Do this:
How many lines in the listing below contain the string "fence"? Case counts; give only the number.
## Begin Entries shown
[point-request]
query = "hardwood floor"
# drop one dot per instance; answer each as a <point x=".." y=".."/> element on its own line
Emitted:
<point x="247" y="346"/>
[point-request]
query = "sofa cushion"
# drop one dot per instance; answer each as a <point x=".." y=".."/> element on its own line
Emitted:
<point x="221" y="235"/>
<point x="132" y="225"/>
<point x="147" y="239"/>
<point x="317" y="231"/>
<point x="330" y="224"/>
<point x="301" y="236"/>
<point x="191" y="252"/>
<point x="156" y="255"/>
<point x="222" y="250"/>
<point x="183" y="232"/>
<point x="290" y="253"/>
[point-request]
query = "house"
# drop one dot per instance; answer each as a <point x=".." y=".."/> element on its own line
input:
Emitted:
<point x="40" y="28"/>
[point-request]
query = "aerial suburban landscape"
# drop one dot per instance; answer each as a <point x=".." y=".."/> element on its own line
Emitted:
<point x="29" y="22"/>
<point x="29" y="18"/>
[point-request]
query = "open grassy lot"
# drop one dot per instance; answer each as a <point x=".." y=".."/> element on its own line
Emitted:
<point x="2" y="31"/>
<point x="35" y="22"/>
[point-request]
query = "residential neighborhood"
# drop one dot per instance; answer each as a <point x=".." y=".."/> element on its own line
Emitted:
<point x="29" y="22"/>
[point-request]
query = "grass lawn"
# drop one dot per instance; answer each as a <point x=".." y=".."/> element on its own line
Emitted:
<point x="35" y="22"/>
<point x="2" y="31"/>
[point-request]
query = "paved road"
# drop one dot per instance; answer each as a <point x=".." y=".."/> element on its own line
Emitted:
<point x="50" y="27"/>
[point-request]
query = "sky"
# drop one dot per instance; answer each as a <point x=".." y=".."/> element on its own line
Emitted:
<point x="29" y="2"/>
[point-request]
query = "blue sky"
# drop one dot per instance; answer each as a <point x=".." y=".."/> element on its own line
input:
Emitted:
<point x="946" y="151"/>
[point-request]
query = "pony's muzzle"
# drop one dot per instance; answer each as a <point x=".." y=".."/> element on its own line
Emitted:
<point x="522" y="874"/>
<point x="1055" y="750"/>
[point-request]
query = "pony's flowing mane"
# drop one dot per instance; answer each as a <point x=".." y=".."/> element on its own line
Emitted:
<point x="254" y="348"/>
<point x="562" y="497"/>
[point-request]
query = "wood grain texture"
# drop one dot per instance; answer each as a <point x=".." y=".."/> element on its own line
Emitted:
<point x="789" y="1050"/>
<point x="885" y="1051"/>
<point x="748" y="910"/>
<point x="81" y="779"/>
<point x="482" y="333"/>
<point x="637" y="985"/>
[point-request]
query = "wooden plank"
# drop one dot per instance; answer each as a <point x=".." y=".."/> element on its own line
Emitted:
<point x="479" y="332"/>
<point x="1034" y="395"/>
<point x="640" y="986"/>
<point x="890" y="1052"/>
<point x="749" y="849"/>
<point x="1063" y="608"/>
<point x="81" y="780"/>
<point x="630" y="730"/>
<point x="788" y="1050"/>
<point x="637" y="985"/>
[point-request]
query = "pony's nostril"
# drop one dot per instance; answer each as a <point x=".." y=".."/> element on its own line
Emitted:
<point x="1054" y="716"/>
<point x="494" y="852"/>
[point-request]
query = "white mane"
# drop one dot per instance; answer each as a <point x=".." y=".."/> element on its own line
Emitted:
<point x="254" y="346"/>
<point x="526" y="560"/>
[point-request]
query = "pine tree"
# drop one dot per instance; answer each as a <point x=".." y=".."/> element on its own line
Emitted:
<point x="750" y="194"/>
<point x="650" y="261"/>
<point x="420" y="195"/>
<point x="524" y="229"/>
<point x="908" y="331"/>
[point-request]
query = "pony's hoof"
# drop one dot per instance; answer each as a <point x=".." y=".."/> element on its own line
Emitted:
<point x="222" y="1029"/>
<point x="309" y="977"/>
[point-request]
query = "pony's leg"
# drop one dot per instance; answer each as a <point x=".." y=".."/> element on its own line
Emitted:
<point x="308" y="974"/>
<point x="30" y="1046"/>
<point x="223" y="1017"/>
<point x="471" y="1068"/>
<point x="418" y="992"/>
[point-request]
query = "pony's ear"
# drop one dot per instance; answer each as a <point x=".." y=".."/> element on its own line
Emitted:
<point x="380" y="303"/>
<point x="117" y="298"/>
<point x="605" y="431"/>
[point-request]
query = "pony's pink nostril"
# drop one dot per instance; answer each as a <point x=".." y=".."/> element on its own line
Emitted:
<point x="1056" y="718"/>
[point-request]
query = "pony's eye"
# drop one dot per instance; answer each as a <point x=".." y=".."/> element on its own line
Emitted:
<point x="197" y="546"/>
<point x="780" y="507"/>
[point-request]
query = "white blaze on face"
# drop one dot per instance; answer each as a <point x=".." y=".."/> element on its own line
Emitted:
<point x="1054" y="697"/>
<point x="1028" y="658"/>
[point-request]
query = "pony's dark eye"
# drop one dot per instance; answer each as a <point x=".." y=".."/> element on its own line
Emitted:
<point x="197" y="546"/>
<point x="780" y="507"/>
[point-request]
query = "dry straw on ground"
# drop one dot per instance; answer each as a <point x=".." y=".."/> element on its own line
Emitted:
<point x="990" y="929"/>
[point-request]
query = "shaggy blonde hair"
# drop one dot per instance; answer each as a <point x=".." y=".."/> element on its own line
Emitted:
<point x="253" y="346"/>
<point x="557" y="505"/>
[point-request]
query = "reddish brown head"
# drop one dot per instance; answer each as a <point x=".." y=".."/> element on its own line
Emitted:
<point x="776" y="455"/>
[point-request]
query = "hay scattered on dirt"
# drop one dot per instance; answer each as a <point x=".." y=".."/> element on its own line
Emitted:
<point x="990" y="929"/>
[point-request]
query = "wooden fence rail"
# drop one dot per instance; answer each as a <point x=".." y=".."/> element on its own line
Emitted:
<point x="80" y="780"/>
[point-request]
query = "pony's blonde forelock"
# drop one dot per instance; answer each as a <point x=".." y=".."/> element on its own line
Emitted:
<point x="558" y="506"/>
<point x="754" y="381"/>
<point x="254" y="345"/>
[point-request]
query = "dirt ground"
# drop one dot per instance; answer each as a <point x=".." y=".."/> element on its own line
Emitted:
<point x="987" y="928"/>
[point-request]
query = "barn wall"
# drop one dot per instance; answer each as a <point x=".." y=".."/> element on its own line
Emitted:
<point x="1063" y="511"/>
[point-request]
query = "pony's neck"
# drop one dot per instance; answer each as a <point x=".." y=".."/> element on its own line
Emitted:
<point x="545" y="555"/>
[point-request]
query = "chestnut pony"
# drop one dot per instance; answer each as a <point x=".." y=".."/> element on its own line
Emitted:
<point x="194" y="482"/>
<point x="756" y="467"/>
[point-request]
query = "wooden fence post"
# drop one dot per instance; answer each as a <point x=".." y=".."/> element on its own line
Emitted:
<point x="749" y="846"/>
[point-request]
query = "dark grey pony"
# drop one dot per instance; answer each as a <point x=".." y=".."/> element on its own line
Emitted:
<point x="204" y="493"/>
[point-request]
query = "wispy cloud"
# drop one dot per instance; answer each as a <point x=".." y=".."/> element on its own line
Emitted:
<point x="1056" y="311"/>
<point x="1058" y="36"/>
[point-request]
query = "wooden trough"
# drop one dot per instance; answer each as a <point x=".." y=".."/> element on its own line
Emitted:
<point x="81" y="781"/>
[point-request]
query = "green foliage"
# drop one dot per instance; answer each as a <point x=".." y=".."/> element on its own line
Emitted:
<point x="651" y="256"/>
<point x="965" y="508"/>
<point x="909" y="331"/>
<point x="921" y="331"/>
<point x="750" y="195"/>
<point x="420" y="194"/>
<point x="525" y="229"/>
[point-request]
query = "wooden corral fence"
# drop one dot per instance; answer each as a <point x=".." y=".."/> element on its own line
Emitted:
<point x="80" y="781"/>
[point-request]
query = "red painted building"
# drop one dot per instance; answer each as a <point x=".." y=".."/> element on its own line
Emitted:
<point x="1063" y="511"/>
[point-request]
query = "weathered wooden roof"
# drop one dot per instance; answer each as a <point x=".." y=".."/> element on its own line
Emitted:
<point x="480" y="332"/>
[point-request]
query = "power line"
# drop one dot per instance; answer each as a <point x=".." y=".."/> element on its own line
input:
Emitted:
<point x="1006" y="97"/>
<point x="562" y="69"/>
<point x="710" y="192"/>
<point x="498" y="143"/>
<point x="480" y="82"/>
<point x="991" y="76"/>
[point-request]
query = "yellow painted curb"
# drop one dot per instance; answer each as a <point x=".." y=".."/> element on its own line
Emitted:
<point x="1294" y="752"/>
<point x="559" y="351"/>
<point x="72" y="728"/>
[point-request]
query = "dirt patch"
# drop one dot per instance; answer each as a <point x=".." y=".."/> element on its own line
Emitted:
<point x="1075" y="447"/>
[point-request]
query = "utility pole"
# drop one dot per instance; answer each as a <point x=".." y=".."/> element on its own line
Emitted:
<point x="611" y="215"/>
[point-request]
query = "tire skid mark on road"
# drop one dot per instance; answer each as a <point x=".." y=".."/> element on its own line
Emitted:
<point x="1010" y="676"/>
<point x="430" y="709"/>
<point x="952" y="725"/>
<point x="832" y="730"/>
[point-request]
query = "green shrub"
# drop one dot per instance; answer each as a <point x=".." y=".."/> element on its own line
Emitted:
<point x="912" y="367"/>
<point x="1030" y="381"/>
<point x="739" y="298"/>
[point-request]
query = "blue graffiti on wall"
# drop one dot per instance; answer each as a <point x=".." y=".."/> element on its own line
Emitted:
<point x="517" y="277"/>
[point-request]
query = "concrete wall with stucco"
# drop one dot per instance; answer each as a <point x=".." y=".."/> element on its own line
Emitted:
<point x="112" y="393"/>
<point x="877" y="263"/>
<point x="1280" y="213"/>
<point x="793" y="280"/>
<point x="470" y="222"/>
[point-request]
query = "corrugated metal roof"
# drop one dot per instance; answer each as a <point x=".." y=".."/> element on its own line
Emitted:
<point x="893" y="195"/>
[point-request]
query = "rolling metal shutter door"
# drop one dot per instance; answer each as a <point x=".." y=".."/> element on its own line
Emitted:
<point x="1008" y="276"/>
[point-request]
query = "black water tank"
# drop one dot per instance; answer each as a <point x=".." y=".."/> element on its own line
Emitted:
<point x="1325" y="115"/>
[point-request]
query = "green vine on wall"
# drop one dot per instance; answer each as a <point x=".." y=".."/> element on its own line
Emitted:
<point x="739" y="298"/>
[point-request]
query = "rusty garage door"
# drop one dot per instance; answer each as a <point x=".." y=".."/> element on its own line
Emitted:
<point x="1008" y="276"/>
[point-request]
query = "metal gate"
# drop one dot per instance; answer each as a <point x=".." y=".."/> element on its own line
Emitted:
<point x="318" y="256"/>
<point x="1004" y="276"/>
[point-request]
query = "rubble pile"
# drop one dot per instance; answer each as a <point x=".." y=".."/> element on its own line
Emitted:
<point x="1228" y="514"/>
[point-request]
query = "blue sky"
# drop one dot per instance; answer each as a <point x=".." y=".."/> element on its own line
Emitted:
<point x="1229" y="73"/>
## End Entries shown
Response to the exercise:
3